## Задание 1
В каком году, согласно тексту о литературной географии Лондона, вышел роман Гиссинга «Новая Граб-стрит»?

Литературная география

Лондон — город контрастов, и подтверждение тому мы находим в ходе литературных путешествий. И неважно, что это за путешествия — неспешная прогулка миссис Дэлло-уэй из Пимлико на Бонд-стрит или же лихорадочная шестимильная пробежка из Ислингтона в Вестбурн-парк, которую совершает Рирдон, герой романа Гиссинга «Новая Граб-стрит» (1891), для того чтобы помириться со своей бывшей женой. А Биффен, еще один несчастный персонаж романа, проходит через Кенсингтонские сады в Фулхэм, затем пересекает Темзу и, попав наконец в Патни, осуществляет цель путешествия — совершает самоубийство.

На страницах романа Ричарда Марша «Жук» (1897) — странного, малопонятного произведения, в котором предвосхищение кафкианской идеи перевоплощения в насекомых сочетается с элементами культа Исиды — мы находим описание яростной гонки из Лаймхауса к Сент-Панкрасу с целью спасти героиню от участи продажной женщины. А в романе Генри Джеймса «Крылья голубки» (1902) путешествие по лондонской подземке — от Слоун-сквер до Ланкастергейт — создает тщательно прописанный фон для встречи Кейт Кроу и Мортона Деншера. В пропагандистском произведении Джона Сомерфилда «Майский день» (1936) автор гоняет своих персонажей по улицам столицы с раннего утра до поздней ночи. По язвительному замечанию Кена Уорпла, «это прямо-таки «Миссис Дэллоуэй» в переложении коммунистического водителя автобуса».

## Задание 2
Верните без изменений фрагмент записей, который начинается со строки, содержащей «Can you find the bird's tail», и идет до самого конца записей, включая обе границы.

## Материалы упражнения
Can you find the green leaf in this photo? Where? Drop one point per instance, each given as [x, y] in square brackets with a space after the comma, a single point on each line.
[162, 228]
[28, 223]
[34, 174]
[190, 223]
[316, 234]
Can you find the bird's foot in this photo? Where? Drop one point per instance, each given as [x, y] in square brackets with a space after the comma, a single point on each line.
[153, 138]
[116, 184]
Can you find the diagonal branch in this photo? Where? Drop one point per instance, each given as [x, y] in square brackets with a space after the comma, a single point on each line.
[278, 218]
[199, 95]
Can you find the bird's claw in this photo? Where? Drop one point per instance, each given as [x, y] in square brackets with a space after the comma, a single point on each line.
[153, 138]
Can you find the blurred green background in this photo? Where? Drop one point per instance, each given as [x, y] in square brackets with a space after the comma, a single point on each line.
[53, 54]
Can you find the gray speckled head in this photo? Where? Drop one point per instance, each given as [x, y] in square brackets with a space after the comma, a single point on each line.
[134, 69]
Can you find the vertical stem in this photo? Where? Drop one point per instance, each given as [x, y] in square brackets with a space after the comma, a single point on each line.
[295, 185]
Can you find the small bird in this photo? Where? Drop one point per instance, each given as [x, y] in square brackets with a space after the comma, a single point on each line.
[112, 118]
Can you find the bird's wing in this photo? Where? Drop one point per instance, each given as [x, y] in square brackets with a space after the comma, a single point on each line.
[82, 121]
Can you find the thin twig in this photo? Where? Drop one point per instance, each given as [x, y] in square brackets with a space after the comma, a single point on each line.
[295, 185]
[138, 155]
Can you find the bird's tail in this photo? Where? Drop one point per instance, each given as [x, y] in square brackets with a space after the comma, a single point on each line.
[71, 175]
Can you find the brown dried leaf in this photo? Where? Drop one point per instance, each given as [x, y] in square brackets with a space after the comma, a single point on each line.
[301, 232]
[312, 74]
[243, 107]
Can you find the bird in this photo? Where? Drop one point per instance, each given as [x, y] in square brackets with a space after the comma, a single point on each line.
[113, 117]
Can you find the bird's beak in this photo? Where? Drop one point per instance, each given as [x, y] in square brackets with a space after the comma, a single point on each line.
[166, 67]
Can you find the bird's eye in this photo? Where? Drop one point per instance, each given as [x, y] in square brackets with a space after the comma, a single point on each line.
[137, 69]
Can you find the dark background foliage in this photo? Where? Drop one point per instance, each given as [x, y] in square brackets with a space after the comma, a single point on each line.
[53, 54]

## Решение 1
В 1891 году.

## Решение 2
Can you find the bird's tail in this photo? Where? Drop one point per instance, each given as [x, y] in square brackets with a space after the comma, a single point on each line.
[71, 175]
Can you find the brown dried leaf in this photo? Where? Drop one point per instance, each given as [x, y] in square brackets with a space after the comma, a single point on each line.
[301, 232]
[312, 74]
[243, 107]
Can you find the bird in this photo? Where? Drop one point per instance, each given as [x, y] in square brackets with a space after the comma, a single point on each line.
[113, 117]
Can you find the bird's beak in this photo? Where? Drop one point per instance, each given as [x, y] in square brackets with a space after the comma, a single point on each line.
[166, 67]
Can you find the bird's eye in this photo? Where? Drop one point per instance, each given as [x, y] in square brackets with a space after the comma, a single point on each line.
[137, 69]
Can you find the dark background foliage in this photo? Where? Drop one point per instance, each given as [x, y] in square brackets with a space after the comma, a single point on each line.
[53, 54]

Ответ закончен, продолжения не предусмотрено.